--- Set task ---
Skip the pictures. Reproduce all other material exactly.

--- Entries provided ---
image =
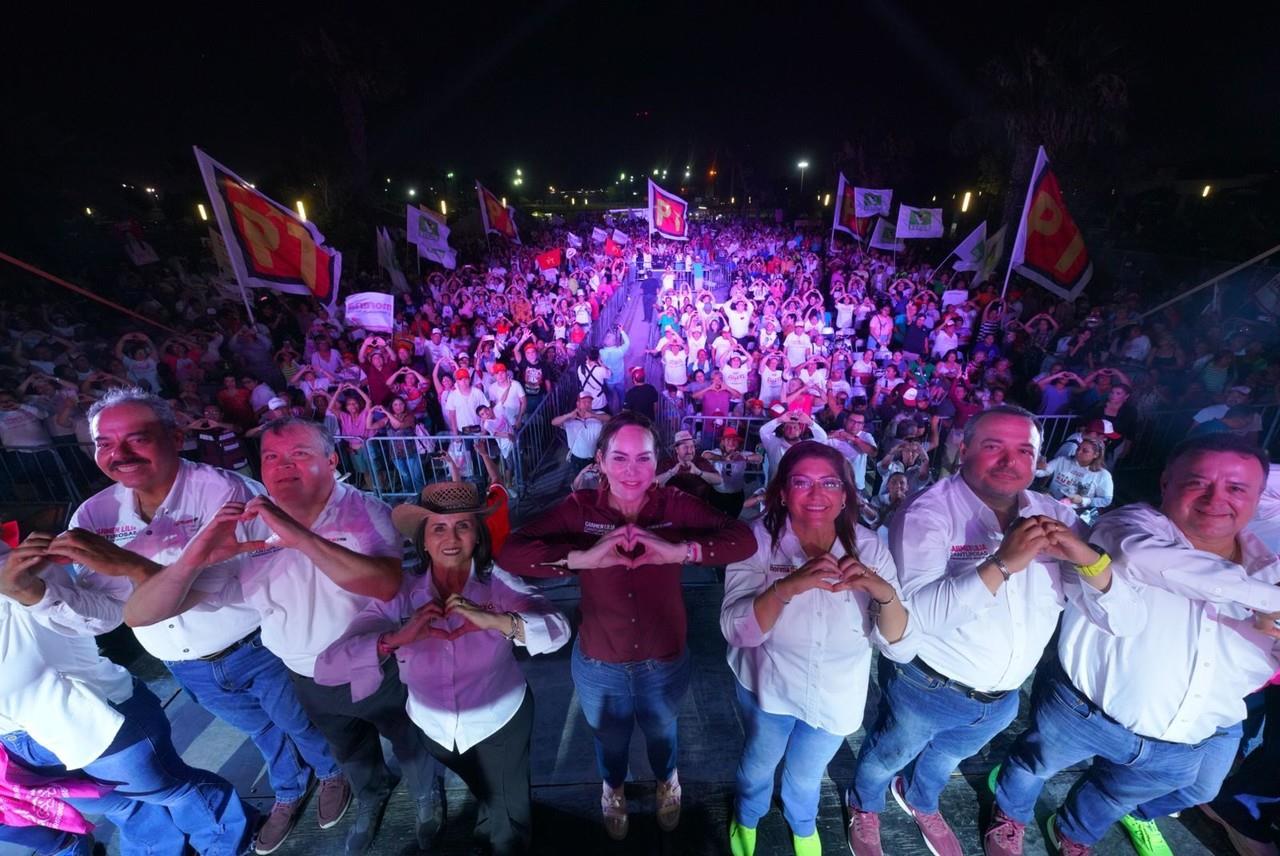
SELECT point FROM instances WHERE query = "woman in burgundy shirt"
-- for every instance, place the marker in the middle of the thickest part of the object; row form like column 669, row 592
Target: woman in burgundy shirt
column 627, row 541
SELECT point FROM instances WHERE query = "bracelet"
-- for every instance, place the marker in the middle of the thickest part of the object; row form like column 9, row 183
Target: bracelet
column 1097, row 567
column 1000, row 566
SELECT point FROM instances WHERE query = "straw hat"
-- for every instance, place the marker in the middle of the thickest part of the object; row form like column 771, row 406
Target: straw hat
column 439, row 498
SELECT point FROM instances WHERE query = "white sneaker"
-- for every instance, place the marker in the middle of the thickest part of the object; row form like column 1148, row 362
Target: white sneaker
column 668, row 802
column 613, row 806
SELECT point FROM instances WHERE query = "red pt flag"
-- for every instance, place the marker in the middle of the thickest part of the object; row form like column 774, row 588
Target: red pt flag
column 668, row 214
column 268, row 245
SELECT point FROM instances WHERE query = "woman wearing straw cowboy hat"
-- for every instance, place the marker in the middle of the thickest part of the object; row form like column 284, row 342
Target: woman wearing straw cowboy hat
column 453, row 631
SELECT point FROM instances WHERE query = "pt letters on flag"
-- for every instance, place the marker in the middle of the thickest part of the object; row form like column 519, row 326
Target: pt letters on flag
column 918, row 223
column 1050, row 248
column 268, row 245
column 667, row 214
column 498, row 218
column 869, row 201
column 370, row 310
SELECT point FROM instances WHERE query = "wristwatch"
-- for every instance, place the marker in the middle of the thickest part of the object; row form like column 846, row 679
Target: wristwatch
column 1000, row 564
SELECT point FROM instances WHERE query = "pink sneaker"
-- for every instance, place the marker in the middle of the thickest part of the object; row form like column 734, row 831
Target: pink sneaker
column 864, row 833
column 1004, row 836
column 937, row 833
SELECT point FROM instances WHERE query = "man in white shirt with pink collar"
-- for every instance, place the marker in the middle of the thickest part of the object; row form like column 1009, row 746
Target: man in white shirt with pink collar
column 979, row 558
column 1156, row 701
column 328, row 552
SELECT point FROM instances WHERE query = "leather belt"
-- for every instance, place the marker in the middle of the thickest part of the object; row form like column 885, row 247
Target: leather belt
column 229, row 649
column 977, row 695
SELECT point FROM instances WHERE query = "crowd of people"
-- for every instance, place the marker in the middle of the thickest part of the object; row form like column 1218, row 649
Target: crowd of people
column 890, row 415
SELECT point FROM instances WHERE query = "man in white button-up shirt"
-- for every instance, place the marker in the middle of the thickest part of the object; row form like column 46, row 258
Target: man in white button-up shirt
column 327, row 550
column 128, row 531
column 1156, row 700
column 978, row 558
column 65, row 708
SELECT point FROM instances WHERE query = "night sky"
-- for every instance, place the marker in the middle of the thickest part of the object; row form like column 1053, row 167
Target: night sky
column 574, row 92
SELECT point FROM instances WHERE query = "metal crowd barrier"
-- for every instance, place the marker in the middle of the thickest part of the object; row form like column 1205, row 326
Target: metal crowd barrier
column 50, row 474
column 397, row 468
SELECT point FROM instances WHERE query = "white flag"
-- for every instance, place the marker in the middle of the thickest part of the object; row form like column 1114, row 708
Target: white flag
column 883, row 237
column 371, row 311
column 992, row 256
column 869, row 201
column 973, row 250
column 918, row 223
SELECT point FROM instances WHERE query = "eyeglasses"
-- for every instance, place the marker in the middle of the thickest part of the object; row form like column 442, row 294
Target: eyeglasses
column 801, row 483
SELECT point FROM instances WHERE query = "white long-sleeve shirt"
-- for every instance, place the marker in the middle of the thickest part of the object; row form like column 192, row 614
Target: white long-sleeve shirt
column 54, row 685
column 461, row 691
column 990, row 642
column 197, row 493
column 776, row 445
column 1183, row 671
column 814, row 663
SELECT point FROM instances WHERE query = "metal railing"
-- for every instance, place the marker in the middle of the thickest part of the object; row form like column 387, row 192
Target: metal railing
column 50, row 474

--- Task solution ---
image =
SELECT point FROM instances WHERE query = "woman in burgundy shirt"
-- for every instance, place the marker in the middle of the thickest part of the object; row form like column 669, row 592
Target: woman in burgundy shirt
column 627, row 541
SELECT point FROM instances WHERE query = "bracelet"
-- for every instance, place the marker in the middle of the thickest part of the object; row form like column 9, row 183
Target: bracelet
column 1097, row 567
column 1000, row 566
SELECT point FROM instances WHERE query = "straw hat"
-- for every instance, place the marker in the middle of the thickest part of the object; row form like column 771, row 406
Target: straw hat
column 439, row 498
SELECT point FROM instances WHERE query = "white sneaker"
-- for every instance, place the marker in the middle of the thickest part of the object; row form like column 1148, row 362
Target: white sneaker
column 668, row 802
column 613, row 806
SELECT point FROM instances WHERE query = "red pt flag"
-- for every instance, place the marker in the middle of the thickest part of the object; row form like column 774, row 588
Target: red pt flag
column 668, row 214
column 268, row 245
SELECT point FROM instances WHERE query = "woman wearing straw cowboy hat"
-- for every instance, place the marker in the middle of the thickest part of the object; row form like column 284, row 342
Target: woman wearing straw cowboy hat
column 453, row 631
SELECT point FROM instances WHERE query = "pt letters on flag"
-- for every instance, place the marker in the middle of the thickest part of the object; row form like column 519, row 326
Target: pt letters on flag
column 918, row 223
column 1050, row 248
column 268, row 245
column 667, row 214
column 498, row 218
column 869, row 201
column 370, row 310
SELECT point FROM instances WHERE query = "wristwatch"
-- for every instance, place the marker in the middle of the thickest part of the object; row form like column 846, row 679
Target: wristwatch
column 1000, row 564
SELECT point FROM instances WHERE query = "pink sneaker"
-- for every instance, place the marker in the middle of the thickest part of the object; row form like column 734, row 831
Target: pink sneaker
column 864, row 833
column 1004, row 836
column 937, row 833
SELECT point FROM instances WHERE query = "man in white shirt with pink collar"
-- for every instance, place the marker in the middle of the thickest part of the object; row form like column 1009, row 746
Target: man in white shirt with pink collar
column 979, row 558
column 1156, row 701
column 328, row 552
SELECT point FROM instances WHERE query = "leather belt"
-- for every instance, place the marker in the middle of the thickest part of the object; row form like column 885, row 247
Target: leather belt
column 229, row 649
column 977, row 695
SELECT point FROM instances WHERE query = "crowd of people"
-- for every instance, place the marker in the middle of the thickest part of the object; row form like column 1218, row 649
Target: crowd of people
column 890, row 415
SELECT point FROM instances WHERE query = "man in white button-up shirt"
-- for every instance, place the marker in the middle of the thickest part of the object; row form like column 46, row 258
Target: man in white button-up shirt
column 327, row 550
column 128, row 531
column 1156, row 700
column 978, row 558
column 65, row 708
SELECT point FROM instances WHERE query = "night sky"
-- for every instance, place the marker in the middle of the thickest part of the object; row form like column 1053, row 167
Target: night sky
column 574, row 92
SELECT point FROM instances WHERE query = "metal crowd barrier"
-- for every instance, place the marker in the middle of the thickest part of the object; row form like column 1205, row 326
Target: metal crowd barrier
column 50, row 474
column 397, row 468
SELECT point FROM instances WHERE query = "white flag"
-- for every instance, place the marker in the middle of the thickest part of the object; row form like column 1114, row 708
Target: white flag
column 883, row 237
column 371, row 311
column 992, row 256
column 869, row 201
column 973, row 250
column 918, row 223
SELECT point FROM instances WHERE query = "eyeglasses"
-- for every instance, place the marker in the middle of the thickest part of the object; row form like column 442, row 294
Target: eyeglasses
column 801, row 483
SELECT point FROM instances WHERE query = "white long-sleeve shirt"
-- for every instance, place the marker in the middle of the thickest part of the object; row form like column 192, row 614
Target: white long-sleeve shirt
column 54, row 685
column 461, row 691
column 990, row 642
column 197, row 493
column 776, row 445
column 1183, row 671
column 814, row 663
SELECT point FROM instances WHERE query = "metal railing"
-- for every instance, place the marker in the middle of the thickest part of the object; row form like column 387, row 192
Target: metal railing
column 50, row 474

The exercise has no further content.